Exercise goal => Rewrite all of the data below, putting "rectangle" wherever "bounding box" appears and leaving everything else unchanged. Leave the pictures out of your version.

*** Input rows

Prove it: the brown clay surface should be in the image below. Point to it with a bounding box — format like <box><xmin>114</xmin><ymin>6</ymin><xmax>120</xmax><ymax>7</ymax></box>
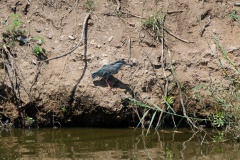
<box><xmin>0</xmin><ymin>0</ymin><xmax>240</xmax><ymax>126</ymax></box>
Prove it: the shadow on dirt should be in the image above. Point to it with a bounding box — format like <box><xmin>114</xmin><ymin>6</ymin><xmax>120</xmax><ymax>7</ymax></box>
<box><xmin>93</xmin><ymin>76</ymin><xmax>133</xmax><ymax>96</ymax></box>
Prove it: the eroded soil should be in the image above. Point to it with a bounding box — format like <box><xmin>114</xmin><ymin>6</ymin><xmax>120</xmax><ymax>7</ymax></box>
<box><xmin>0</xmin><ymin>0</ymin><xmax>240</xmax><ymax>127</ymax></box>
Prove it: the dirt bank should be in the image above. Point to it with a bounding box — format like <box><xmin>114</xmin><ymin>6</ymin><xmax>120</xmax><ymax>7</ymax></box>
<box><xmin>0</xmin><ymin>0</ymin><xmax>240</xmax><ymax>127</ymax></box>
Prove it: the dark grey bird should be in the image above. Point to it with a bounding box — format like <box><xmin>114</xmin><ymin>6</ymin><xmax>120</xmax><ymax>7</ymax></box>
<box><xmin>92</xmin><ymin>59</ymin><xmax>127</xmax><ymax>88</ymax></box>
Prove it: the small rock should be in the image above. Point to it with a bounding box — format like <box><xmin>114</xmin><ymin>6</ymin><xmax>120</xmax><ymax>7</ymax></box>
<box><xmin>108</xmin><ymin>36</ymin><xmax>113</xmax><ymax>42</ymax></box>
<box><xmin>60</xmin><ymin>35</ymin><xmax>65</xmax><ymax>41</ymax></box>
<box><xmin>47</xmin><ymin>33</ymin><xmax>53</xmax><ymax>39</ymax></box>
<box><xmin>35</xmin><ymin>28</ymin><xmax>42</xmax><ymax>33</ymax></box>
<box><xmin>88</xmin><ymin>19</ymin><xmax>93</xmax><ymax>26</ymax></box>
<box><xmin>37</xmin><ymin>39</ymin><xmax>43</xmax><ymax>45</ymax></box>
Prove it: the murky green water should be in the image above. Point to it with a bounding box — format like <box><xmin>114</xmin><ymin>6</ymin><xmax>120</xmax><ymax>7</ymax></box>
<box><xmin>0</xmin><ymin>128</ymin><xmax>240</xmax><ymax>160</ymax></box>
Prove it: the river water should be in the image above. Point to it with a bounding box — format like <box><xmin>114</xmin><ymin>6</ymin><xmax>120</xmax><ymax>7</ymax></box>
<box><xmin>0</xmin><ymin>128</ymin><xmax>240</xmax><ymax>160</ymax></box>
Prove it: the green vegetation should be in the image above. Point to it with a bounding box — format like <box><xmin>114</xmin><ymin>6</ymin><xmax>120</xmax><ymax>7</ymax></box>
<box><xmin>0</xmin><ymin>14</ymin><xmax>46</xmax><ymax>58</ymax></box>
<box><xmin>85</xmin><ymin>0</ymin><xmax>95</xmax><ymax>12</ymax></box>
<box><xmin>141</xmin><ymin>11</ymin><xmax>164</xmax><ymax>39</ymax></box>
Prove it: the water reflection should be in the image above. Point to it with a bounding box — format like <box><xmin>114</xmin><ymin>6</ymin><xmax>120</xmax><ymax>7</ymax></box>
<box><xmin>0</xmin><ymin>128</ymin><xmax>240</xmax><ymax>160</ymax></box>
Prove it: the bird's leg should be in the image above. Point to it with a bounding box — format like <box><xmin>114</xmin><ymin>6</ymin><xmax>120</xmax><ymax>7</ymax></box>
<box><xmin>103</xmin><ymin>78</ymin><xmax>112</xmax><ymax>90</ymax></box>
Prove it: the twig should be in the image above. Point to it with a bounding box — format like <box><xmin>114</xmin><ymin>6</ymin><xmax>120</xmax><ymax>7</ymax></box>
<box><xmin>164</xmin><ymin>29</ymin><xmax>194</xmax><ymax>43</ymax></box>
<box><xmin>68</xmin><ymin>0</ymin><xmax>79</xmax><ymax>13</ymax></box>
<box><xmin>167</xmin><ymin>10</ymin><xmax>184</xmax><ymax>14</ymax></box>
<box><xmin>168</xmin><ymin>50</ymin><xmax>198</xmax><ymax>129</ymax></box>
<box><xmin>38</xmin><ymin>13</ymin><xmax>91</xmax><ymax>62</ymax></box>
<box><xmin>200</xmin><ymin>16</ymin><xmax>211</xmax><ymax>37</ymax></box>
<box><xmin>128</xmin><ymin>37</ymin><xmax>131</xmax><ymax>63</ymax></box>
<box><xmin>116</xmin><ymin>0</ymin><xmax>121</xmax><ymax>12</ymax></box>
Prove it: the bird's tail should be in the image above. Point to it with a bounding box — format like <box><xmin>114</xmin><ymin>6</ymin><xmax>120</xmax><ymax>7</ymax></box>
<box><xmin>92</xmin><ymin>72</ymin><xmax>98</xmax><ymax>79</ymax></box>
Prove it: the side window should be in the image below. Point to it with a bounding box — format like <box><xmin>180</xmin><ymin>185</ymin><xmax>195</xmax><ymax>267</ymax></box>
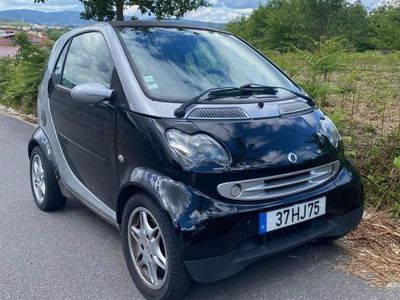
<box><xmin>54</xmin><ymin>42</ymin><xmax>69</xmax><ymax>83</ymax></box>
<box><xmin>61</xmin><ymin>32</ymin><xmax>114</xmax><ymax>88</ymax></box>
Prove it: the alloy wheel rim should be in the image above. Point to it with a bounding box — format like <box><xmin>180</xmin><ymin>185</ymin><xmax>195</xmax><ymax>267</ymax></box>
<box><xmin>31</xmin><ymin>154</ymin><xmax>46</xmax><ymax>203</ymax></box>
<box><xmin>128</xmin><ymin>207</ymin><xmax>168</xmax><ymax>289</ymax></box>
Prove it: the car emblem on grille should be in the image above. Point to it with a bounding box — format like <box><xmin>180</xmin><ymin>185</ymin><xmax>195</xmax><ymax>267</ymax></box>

******

Finished answer =>
Prove it: the brown clay surface should be in the image below. Point to it with a rectangle — format like <box><xmin>114</xmin><ymin>6</ymin><xmax>120</xmax><ymax>7</ymax></box>
<box><xmin>0</xmin><ymin>0</ymin><xmax>240</xmax><ymax>126</ymax></box>
Prove it: the shadow on dirt should be in the image above. Point to it with a rectangle — format like <box><xmin>114</xmin><ymin>6</ymin><xmax>120</xmax><ymax>7</ymax></box>
<box><xmin>93</xmin><ymin>76</ymin><xmax>133</xmax><ymax>96</ymax></box>
Prove it: the eroded soil should be in the image above. Point to it with a rectangle — format like <box><xmin>114</xmin><ymin>6</ymin><xmax>120</xmax><ymax>7</ymax></box>
<box><xmin>0</xmin><ymin>0</ymin><xmax>240</xmax><ymax>127</ymax></box>
Prove it: the dirt bank should be in the image above. Point to it with a rectangle — format like <box><xmin>114</xmin><ymin>6</ymin><xmax>120</xmax><ymax>7</ymax></box>
<box><xmin>0</xmin><ymin>0</ymin><xmax>240</xmax><ymax>127</ymax></box>
Prove it: the dark grey bird should be in the image above. Point to it with a rectangle — format like <box><xmin>114</xmin><ymin>6</ymin><xmax>120</xmax><ymax>7</ymax></box>
<box><xmin>92</xmin><ymin>59</ymin><xmax>127</xmax><ymax>88</ymax></box>
Prove it: the small rock should be in the image above. Point to it with a rectangle — format like <box><xmin>114</xmin><ymin>6</ymin><xmax>120</xmax><ymax>7</ymax></box>
<box><xmin>108</xmin><ymin>36</ymin><xmax>113</xmax><ymax>42</ymax></box>
<box><xmin>60</xmin><ymin>35</ymin><xmax>65</xmax><ymax>41</ymax></box>
<box><xmin>47</xmin><ymin>33</ymin><xmax>53</xmax><ymax>39</ymax></box>
<box><xmin>35</xmin><ymin>28</ymin><xmax>42</xmax><ymax>33</ymax></box>
<box><xmin>88</xmin><ymin>19</ymin><xmax>93</xmax><ymax>26</ymax></box>
<box><xmin>37</xmin><ymin>39</ymin><xmax>43</xmax><ymax>45</ymax></box>
Prove it: the murky green water should be in the image above. Point to it with a rectangle — format like <box><xmin>114</xmin><ymin>6</ymin><xmax>120</xmax><ymax>7</ymax></box>
<box><xmin>0</xmin><ymin>128</ymin><xmax>240</xmax><ymax>160</ymax></box>
Prove it: the river water should be in the image above. Point to it with a rectangle — format like <box><xmin>114</xmin><ymin>6</ymin><xmax>120</xmax><ymax>7</ymax></box>
<box><xmin>0</xmin><ymin>128</ymin><xmax>240</xmax><ymax>160</ymax></box>
Prove it: the green vegetation should be in the image above. Point to it with a rectangle — format like <box><xmin>114</xmin><ymin>6</ymin><xmax>120</xmax><ymax>7</ymax></box>
<box><xmin>0</xmin><ymin>14</ymin><xmax>46</xmax><ymax>58</ymax></box>
<box><xmin>85</xmin><ymin>0</ymin><xmax>95</xmax><ymax>12</ymax></box>
<box><xmin>141</xmin><ymin>11</ymin><xmax>164</xmax><ymax>39</ymax></box>
Prove it: the water reflection should be in the image above. Point to it with a rectangle — format like <box><xmin>114</xmin><ymin>6</ymin><xmax>120</xmax><ymax>7</ymax></box>
<box><xmin>0</xmin><ymin>128</ymin><xmax>240</xmax><ymax>160</ymax></box>
Prove it: the bird's leg should be in the image above. Point to it with a rectangle — format like <box><xmin>114</xmin><ymin>6</ymin><xmax>120</xmax><ymax>7</ymax></box>
<box><xmin>103</xmin><ymin>78</ymin><xmax>112</xmax><ymax>90</ymax></box>
Prove it: the twig should be in the image above. Point to it with a rectangle — format like <box><xmin>114</xmin><ymin>6</ymin><xmax>120</xmax><ymax>7</ymax></box>
<box><xmin>164</xmin><ymin>29</ymin><xmax>194</xmax><ymax>43</ymax></box>
<box><xmin>68</xmin><ymin>0</ymin><xmax>79</xmax><ymax>13</ymax></box>
<box><xmin>167</xmin><ymin>10</ymin><xmax>184</xmax><ymax>14</ymax></box>
<box><xmin>168</xmin><ymin>50</ymin><xmax>198</xmax><ymax>129</ymax></box>
<box><xmin>38</xmin><ymin>13</ymin><xmax>91</xmax><ymax>62</ymax></box>
<box><xmin>200</xmin><ymin>16</ymin><xmax>211</xmax><ymax>37</ymax></box>
<box><xmin>128</xmin><ymin>37</ymin><xmax>131</xmax><ymax>63</ymax></box>
<box><xmin>116</xmin><ymin>0</ymin><xmax>121</xmax><ymax>12</ymax></box>
Prove it: the bird's tail should be in the image above. Point to it with a rectangle — format like <box><xmin>114</xmin><ymin>6</ymin><xmax>120</xmax><ymax>7</ymax></box>
<box><xmin>92</xmin><ymin>72</ymin><xmax>98</xmax><ymax>79</ymax></box>
Prove it: the side window should be in the image below. Point to it with a rectangle — format like <box><xmin>180</xmin><ymin>185</ymin><xmax>195</xmax><ymax>267</ymax></box>
<box><xmin>54</xmin><ymin>42</ymin><xmax>69</xmax><ymax>83</ymax></box>
<box><xmin>61</xmin><ymin>32</ymin><xmax>114</xmax><ymax>88</ymax></box>
Prove it: the alloy wheel rim should be in the image above. Point to it with a rectangle — format like <box><xmin>180</xmin><ymin>185</ymin><xmax>195</xmax><ymax>267</ymax></box>
<box><xmin>31</xmin><ymin>154</ymin><xmax>46</xmax><ymax>203</ymax></box>
<box><xmin>128</xmin><ymin>207</ymin><xmax>168</xmax><ymax>289</ymax></box>
Prove it: the car emblem on grille should be in the image above. Point to it with a rectangle — format like <box><xmin>180</xmin><ymin>185</ymin><xmax>195</xmax><ymax>267</ymax></box>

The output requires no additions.